►

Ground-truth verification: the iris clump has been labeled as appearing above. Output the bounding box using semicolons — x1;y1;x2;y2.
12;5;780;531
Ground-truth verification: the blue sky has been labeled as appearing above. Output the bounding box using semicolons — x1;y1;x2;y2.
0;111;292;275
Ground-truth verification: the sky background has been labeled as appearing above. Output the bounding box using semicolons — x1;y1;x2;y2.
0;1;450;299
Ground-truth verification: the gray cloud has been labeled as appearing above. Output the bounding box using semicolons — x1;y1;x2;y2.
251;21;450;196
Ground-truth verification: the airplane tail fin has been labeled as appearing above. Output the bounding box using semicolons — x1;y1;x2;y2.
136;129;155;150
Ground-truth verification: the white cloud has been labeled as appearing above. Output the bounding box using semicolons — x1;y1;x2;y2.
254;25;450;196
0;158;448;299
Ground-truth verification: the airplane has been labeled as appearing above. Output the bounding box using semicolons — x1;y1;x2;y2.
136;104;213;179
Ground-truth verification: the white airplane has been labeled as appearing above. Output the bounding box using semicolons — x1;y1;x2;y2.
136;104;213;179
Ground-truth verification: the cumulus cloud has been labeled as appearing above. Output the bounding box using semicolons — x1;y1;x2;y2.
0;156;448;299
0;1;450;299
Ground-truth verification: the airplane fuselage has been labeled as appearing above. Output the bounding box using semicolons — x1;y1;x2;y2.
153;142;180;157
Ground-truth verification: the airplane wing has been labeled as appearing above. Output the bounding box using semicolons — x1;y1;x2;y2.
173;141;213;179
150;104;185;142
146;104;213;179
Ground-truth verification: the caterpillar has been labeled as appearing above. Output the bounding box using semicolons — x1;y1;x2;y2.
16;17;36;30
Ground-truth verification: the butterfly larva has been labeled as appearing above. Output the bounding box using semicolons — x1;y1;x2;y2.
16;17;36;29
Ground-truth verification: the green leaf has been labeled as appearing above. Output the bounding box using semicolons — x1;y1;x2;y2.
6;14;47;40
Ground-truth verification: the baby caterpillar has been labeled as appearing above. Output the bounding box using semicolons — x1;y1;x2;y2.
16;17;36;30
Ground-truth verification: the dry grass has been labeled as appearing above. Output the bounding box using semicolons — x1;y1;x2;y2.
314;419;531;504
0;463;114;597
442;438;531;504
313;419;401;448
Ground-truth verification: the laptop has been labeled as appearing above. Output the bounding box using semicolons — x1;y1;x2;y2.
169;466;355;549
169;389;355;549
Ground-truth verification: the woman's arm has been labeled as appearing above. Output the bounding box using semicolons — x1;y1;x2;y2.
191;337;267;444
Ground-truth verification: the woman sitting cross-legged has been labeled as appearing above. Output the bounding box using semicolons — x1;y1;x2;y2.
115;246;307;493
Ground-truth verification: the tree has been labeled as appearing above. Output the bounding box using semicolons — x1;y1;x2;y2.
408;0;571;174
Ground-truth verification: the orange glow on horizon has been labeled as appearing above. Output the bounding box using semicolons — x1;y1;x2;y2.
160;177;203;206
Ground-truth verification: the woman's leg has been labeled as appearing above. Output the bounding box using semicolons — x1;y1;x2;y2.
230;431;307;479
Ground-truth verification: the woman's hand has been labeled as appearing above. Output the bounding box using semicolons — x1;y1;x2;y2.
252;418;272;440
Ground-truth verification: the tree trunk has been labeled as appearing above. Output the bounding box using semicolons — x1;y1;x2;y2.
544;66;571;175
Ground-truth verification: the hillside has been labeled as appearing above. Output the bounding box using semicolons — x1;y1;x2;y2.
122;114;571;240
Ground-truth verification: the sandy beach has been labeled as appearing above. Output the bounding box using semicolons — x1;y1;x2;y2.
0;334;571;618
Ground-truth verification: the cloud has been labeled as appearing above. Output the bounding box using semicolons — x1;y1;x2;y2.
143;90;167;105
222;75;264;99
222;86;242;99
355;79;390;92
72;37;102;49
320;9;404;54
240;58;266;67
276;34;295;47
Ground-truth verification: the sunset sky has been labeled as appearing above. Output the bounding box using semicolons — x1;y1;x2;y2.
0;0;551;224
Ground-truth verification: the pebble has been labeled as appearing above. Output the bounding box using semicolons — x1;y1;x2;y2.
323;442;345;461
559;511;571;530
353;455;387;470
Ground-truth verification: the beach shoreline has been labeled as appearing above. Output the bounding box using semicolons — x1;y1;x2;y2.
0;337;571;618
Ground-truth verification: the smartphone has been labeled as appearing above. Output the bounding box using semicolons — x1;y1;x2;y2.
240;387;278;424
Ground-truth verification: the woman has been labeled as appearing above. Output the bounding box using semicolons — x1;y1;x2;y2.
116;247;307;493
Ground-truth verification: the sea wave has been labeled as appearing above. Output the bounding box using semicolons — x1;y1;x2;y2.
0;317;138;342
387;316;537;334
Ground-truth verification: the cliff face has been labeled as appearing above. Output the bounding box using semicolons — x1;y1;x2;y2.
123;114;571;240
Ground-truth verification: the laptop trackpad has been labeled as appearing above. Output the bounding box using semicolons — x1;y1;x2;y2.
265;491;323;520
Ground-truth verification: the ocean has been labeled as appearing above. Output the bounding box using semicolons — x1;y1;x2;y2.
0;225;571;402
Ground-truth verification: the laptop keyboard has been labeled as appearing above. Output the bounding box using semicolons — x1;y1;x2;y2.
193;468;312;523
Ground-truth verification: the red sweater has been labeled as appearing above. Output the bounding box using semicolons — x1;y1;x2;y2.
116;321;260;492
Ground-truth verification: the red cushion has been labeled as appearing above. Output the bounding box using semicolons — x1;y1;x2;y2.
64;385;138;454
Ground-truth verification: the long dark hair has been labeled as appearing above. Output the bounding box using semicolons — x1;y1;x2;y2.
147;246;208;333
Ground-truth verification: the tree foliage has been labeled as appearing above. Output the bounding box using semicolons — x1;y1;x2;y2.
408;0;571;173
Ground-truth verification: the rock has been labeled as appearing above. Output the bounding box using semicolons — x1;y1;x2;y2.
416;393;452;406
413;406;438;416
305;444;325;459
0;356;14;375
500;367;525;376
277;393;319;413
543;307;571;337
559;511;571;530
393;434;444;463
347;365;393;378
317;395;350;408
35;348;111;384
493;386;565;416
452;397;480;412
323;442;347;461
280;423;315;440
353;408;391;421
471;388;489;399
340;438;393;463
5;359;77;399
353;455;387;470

◄

(The task):
Return every one of the entries above word for word, with nothing changed.

(The output):
Ground-truth verification: the iris clump has been labeled as appearing above. Output the bounding box using semicolons — x1;y1;x2;y2.
12;5;780;531
Ground-truth verification: the blue sky has been labeled as appearing above. Output the bounding box using semicolons — x1;y1;x2;y2.
0;111;292;275
Ground-truth verification: the sky background has been labeled as appearing above. Output the bounding box using semicolons — x1;y1;x2;y2.
0;1;450;299
Ground-truth verification: the gray cloud has been labeled as appearing above. Output the bounding box using semicolons — x1;y1;x2;y2.
251;21;450;196
Ground-truth verification: the airplane tail fin has been labeled as appearing above. Output the bounding box using semicolons — x1;y1;x2;y2.
136;129;155;150
Ground-truth verification: the white cloud has been labeled as appearing above. Output the bounding box using semicolons — x1;y1;x2;y2.
254;25;450;196
0;158;448;299
Ground-truth verification: the airplane has been labeled as appearing above. Output the bounding box using semicolons — x1;y1;x2;y2.
136;104;213;179
Ground-truth verification: the white airplane has been labeled as appearing above. Output the bounding box using semicolons — x1;y1;x2;y2.
136;104;213;179
Ground-truth verification: the cumulus cloud has been labeled as appearing above. Output the bounding box using semicolons — x1;y1;x2;y2.
0;156;448;299
0;1;450;299
Ground-truth verification: the airplane fuselage has been labeled as appearing above. Output the bounding box using semicolons — x1;y1;x2;y2.
153;142;180;157
Ground-truth verification: the airplane wing has been labeled as appearing above. Output the bounding box using semicolons — x1;y1;x2;y2.
173;141;213;179
150;104;185;142
146;104;213;179
Ground-truth verification: the caterpillar has been labeled as appearing above. Output the bounding box using semicolons — x1;y1;x2;y2.
16;17;36;30
Ground-truth verification: the butterfly larva has been labeled as appearing above. Output the bounding box using semicolons — x1;y1;x2;y2.
16;17;36;29
Ground-truth verification: the green leaf has been labeled as appearing above. Output the bounding box using semicolons — x1;y1;x2;y2.
6;14;47;40
Ground-truth verification: the baby caterpillar has been labeled as appearing above. Output the bounding box using semicolons — x1;y1;x2;y2.
16;17;36;30
Ground-truth verification: the dry grass has been labeled as appearing above. Output the bounding box using semicolons — x1;y1;x2;y2.
314;419;531;504
0;463;114;597
442;438;531;504
313;419;401;448
Ground-truth verification: the laptop has been labeled as appearing above. Output the bounding box using semicolons — x1;y1;x2;y2.
169;466;355;549
169;389;355;549
Ground-truth verification: the woman's arm has been labeled as appearing above. Output the bounding box using semicolons — x1;y1;x2;y2.
191;337;267;444
Ground-truth verification: the woman sitting cross-legged has been labeled as appearing above. Output the bounding box using semicolons — x1;y1;x2;y2.
115;246;307;493
Ground-truth verification: the tree has been labeled as appearing above. Output the bounding box using semicolons — x1;y1;x2;y2.
408;0;571;174
Ground-truth verification: the orange glow on horizon has been labeled as appearing above. Output the bounding box using semicolons — x1;y1;x2;y2.
160;177;203;206
Ground-truth verification: the woman's leg has been labeled as appearing above. Output the bounding box using semicolons — x1;y1;x2;y2.
230;431;307;479
Ground-truth verification: the woman's hand has been labeled as appearing above. Output the bounding box using semicolons — x1;y1;x2;y2.
252;418;272;440
Ground-truth verification: the tree trunk has been labeled as appearing above. Output the bounding box using semicolons — x1;y1;x2;y2.
544;66;571;175
Ground-truth verification: the hillside has been labeled as appearing above. Output the bounding box using semicolons — x1;y1;x2;y2.
122;114;571;240
Ground-truth verification: the sandy beach has been labeled as appearing above. Output the bounding box using semicolons — x1;y1;x2;y2.
0;334;571;618
Ground-truth verification: the cloud has been labeled as appearing above. Output the bounding box using semicolons — x1;y1;x2;y2.
143;90;167;105
222;75;264;99
222;86;242;99
355;79;390;92
72;37;102;49
320;9;404;54
240;58;266;67
276;34;295;47
Ground-truth verification: the sunset sky has been labeled as appearing above. Output the bounding box using semicolons — x1;y1;x2;y2.
0;0;551;224
Ground-truth verification: the pebble has been labeled as appearing above. Output the bounding box using semicolons — x1;y1;x2;y2.
323;442;345;461
559;511;571;530
353;455;387;470
Ground-truth verification: the beach shoreline has been labeled as appearing above. Output the bounding box using semicolons — x1;y1;x2;y2.
0;337;571;618
Ground-truth verification: the smartphone has been labeled as appearing above. Output the bounding box using semicolons — x1;y1;x2;y2.
240;387;278;424
Ground-truth verification: the woman has been labeled as appearing above. Output the bounding box using semicolons — x1;y1;x2;y2.
116;247;307;493
Ground-truth verification: the sea wave has been labeled as appearing above. Output the bounding box using semicolons — x1;y1;x2;y2.
0;317;138;342
387;316;537;334
Ground-truth verification: the cliff face has been labeled as appearing above. Output the bounding box using semicolons — x1;y1;x2;y2.
123;114;571;240
Ground-truth verification: the laptop trackpad has been labeled as appearing above. Output the bounding box using semicolons — x1;y1;x2;y2.
265;491;323;520
Ground-truth verification: the ocean has been labeled as appearing above. Output the bounding box using semicolons — x1;y1;x2;y2.
0;225;571;402
Ground-truth verification: the laptop keyboard has been labeled as appearing above. Output the bounding box using semicolons — x1;y1;x2;y2.
193;468;312;523
Ground-truth verification: the red sweater has been labeled as appearing above. Output the bounding box using semicolons — x1;y1;x2;y2.
116;321;260;492
Ground-truth verification: the red cushion has been labeled as appearing above. Output the bounding box using semicolons — x1;y1;x2;y2.
64;385;138;454
Ground-truth verification: the long dark hair has been labeled as appearing above. Output the bounding box using semicolons — x1;y1;x2;y2.
147;246;208;333
Ground-truth verification: the tree foliage has been labeled as appearing above. Output the bounding box using semicolons — x1;y1;x2;y2.
408;0;571;173
Ground-truth verification: the rock has been labeled as appearing above. Output the bounding box using semicolons — x1;y1;x2;y2.
416;393;452;406
413;406;438;416
305;444;325;459
0;356;14;375
500;367;525;376
277;393;319;413
543;307;571;337
559;511;571;530
393;434;444;463
347;365;393;378
317;395;350;408
35;348;111;384
493;386;565;416
452;397;480;412
323;442;347;461
280;423;315;440
353;408;391;421
471;388;489;399
340;438;393;463
5;359;77;399
353;455;387;470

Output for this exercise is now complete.